— WHAT YOU NEED TO DO —
Without including the pictures, copy each line below exactly as it reads.

Extracted data entries
========================================================================

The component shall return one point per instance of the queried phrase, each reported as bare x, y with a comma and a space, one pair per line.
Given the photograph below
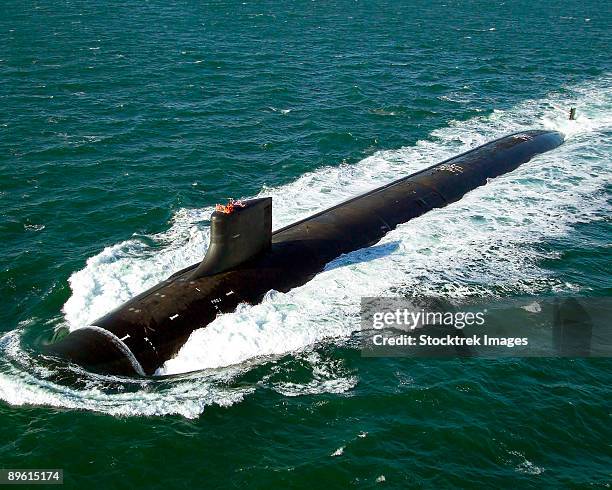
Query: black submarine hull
246, 260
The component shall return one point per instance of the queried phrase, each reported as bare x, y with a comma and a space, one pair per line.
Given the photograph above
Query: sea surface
122, 123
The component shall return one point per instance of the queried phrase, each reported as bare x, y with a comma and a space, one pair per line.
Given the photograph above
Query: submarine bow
246, 259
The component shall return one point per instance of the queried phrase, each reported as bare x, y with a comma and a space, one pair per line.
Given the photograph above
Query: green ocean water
123, 123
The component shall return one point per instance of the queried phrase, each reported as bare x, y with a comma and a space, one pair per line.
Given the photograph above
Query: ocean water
123, 123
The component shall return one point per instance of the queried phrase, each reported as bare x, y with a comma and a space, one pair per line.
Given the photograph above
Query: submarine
246, 259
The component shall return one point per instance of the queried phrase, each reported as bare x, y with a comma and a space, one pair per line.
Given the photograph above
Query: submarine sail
245, 259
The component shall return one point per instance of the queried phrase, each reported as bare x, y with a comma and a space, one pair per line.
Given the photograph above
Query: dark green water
123, 123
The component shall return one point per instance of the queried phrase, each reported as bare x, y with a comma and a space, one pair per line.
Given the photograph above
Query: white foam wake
485, 244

========================================================================

— PROBLEM SOLUTION —
The component shall return one point per instance of the queried phrase, each reported as bare x, y with a comma and a space, one pair per line.
Given the photograph below
Query: black submarine hull
246, 260
The component shall return one point per instance of the queried phrase, each reported as bare x, y with a comma and a space, one pair per line.
Given the photograph above
Query: sea surface
122, 123
The component shall return one point per instance of the queried phrase, each reported as bare x, y with a comma and a space, one pair per line.
Given the photograph above
Query: submarine bow
246, 259
The component shall return one point per instance of the queried phrase, each reported as bare x, y with a comma and a space, one pair per line.
Given the photograph above
Query: green ocean water
123, 123
The component shall return one point per instance of the queried phrase, each reported as bare x, y with a comma and a space, one pair per line.
Given the photograph above
Query: ocean water
123, 123
The component shall return one point per instance of the queried phrase, each reported as bare x, y with a comma and a space, one pair per line.
Given the photograph above
Query: submarine
246, 259
The component shall return one point per instance of the queried phrase, each reported as bare x, y with a comma and a space, one pair per line.
Given the photograph above
Query: submarine sail
245, 259
The component shall return one point per instance of the queried phrase, each reported as bare x, y with a comma and a space, one pair per line.
Given the photograph above
Query: dark green water
123, 123
The component shall return one point per instance of the queried phrase, each reported as bare x, y with a comma and a space, one pair per line.
Given the photograph above
Query: white foam wake
485, 244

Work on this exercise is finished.